→ **SOURCE DATA**
start

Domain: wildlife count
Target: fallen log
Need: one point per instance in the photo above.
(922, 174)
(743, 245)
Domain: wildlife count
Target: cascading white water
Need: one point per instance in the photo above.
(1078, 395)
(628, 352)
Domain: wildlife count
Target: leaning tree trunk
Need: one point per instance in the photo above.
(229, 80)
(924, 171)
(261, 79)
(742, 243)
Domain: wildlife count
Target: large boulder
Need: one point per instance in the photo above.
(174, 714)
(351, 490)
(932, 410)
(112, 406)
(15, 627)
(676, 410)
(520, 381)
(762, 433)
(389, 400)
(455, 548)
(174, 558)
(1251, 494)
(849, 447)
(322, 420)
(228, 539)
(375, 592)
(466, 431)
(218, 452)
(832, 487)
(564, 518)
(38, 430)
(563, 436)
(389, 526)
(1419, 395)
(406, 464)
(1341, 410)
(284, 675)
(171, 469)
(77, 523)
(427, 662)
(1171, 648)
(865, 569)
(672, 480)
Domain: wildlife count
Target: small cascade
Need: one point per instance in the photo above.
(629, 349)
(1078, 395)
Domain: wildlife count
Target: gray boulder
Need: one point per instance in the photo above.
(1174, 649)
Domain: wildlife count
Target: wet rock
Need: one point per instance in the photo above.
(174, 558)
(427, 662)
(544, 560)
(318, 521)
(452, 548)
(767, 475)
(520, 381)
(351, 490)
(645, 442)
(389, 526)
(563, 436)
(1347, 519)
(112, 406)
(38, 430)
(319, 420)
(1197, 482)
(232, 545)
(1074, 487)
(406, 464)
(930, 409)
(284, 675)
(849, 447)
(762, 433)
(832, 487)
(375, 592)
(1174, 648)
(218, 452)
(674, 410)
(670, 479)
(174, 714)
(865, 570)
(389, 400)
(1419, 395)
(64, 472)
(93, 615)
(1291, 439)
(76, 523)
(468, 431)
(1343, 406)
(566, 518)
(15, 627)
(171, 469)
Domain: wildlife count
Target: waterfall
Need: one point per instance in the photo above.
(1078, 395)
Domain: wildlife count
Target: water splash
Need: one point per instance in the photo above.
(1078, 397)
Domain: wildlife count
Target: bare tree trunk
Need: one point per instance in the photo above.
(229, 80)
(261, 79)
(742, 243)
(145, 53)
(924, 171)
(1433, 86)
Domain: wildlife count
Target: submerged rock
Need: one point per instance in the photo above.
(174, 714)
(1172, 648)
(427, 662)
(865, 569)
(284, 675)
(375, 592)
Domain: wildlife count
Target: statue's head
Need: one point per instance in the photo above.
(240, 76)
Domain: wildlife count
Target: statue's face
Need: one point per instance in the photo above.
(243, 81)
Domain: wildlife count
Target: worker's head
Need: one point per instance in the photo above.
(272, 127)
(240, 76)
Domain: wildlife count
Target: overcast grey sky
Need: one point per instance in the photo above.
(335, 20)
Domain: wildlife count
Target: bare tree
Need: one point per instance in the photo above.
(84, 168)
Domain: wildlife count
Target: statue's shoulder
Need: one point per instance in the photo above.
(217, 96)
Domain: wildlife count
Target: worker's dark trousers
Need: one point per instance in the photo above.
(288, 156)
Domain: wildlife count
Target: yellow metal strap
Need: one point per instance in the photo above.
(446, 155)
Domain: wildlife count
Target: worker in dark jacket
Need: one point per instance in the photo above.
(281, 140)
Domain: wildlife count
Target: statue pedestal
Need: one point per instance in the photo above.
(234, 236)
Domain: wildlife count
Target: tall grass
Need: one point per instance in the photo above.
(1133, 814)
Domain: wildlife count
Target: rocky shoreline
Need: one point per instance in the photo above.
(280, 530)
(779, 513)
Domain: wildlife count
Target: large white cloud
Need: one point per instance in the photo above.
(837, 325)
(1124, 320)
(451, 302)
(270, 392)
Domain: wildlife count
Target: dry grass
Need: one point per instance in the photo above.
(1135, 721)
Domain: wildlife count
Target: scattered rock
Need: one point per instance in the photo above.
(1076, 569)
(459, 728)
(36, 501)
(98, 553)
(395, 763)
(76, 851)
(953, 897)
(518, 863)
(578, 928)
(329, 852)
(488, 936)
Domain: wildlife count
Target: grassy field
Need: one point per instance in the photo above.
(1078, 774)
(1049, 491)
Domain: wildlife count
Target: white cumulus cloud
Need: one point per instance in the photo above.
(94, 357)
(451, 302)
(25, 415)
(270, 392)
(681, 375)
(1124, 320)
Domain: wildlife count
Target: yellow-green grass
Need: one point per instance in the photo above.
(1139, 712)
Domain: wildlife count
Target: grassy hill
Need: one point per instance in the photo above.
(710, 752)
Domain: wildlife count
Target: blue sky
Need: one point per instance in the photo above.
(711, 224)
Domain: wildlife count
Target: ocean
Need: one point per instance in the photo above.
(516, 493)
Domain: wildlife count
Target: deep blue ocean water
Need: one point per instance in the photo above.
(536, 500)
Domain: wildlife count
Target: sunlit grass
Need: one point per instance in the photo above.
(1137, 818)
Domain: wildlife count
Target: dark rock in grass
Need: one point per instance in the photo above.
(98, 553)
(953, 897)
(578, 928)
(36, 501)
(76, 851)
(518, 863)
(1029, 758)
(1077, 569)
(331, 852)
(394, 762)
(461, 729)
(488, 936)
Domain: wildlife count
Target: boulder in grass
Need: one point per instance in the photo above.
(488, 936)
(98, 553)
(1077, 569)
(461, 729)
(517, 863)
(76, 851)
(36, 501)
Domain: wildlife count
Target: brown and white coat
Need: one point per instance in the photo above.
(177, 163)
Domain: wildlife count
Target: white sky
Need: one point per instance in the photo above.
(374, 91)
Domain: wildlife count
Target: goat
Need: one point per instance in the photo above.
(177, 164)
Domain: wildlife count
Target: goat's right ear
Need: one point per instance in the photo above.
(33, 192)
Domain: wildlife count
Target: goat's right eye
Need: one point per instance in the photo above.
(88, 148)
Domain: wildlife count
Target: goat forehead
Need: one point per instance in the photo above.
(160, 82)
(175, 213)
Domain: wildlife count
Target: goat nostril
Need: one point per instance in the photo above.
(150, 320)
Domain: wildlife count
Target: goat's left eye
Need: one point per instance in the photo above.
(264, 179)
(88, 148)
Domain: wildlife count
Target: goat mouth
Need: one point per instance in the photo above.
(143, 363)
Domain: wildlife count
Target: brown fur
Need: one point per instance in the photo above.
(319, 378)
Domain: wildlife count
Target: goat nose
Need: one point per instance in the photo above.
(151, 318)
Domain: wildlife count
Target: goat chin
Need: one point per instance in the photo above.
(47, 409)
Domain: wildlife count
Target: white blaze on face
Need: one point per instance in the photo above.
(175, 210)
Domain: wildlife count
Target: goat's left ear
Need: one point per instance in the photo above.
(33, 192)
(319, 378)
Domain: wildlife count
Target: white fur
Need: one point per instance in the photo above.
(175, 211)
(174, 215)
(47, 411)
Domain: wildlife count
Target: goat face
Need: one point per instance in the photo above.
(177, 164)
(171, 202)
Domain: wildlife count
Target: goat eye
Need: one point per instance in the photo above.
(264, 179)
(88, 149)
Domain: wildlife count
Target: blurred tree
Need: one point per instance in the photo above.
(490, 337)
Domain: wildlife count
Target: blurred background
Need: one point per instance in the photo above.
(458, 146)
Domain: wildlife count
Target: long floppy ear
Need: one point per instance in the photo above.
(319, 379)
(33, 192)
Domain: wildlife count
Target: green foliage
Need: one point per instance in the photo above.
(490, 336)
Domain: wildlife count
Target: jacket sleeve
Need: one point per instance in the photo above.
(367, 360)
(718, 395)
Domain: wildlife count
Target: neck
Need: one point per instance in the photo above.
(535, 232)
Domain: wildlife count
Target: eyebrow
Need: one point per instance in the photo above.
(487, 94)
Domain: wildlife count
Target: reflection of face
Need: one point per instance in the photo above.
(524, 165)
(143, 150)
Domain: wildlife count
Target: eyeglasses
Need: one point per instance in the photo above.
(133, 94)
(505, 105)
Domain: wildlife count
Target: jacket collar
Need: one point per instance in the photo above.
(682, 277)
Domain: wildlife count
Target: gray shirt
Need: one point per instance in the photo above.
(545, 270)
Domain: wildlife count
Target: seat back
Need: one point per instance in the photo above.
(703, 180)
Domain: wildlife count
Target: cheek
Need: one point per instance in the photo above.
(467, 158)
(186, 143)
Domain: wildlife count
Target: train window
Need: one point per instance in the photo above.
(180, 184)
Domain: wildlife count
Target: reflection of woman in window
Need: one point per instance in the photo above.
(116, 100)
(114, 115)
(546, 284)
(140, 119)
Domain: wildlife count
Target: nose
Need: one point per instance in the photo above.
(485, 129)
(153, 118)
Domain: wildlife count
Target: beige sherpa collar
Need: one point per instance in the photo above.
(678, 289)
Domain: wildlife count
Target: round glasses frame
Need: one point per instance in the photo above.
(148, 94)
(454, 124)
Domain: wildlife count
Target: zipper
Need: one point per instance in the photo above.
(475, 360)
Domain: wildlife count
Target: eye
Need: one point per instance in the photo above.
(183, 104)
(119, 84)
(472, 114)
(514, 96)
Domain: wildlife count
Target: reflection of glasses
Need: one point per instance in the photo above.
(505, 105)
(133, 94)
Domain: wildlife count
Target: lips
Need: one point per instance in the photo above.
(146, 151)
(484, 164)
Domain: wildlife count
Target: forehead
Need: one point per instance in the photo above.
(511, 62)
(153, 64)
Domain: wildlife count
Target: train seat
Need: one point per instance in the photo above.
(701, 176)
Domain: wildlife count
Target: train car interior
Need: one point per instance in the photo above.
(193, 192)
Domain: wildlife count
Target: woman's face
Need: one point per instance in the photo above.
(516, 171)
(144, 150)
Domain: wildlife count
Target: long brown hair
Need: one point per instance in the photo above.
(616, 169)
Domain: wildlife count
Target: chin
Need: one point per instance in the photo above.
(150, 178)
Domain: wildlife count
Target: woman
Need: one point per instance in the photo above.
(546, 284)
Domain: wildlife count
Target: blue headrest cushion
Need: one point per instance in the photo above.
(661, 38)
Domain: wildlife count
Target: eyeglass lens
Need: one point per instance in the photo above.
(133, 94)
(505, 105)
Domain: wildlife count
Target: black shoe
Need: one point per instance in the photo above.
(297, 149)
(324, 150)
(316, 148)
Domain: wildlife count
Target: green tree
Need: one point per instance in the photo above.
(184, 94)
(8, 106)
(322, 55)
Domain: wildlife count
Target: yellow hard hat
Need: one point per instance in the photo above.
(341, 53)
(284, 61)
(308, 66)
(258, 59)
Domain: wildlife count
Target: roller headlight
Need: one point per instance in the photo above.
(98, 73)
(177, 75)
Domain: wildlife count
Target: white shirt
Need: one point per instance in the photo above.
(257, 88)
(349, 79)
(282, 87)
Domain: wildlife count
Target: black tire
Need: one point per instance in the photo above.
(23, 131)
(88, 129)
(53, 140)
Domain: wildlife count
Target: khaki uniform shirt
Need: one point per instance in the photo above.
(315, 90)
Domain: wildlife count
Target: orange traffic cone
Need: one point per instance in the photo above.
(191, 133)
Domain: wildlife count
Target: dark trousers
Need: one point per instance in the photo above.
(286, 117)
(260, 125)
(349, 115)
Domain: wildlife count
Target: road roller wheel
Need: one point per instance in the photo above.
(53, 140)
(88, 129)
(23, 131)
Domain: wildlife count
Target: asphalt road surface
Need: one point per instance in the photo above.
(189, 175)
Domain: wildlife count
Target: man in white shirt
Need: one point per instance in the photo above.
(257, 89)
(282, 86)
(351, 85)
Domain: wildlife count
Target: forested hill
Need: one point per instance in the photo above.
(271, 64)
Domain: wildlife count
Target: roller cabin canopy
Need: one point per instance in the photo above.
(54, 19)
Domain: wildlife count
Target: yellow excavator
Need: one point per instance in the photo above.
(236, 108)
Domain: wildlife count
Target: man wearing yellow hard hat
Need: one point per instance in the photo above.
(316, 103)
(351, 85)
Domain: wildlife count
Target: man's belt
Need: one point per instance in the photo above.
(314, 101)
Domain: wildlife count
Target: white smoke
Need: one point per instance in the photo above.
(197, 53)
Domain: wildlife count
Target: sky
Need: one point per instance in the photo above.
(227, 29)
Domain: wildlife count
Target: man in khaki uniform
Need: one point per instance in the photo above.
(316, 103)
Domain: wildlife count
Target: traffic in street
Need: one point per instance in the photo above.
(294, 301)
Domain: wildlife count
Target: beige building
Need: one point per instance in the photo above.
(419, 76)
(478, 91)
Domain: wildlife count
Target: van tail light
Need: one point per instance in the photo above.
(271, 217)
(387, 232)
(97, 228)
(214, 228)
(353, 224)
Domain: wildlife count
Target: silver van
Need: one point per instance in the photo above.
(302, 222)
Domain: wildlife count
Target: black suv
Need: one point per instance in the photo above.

end

Collect every line of the items above that contains the string "long", matching case exactly.

→ **TASK SOLUTION**
Target: long floppy ear
Target: long brown hair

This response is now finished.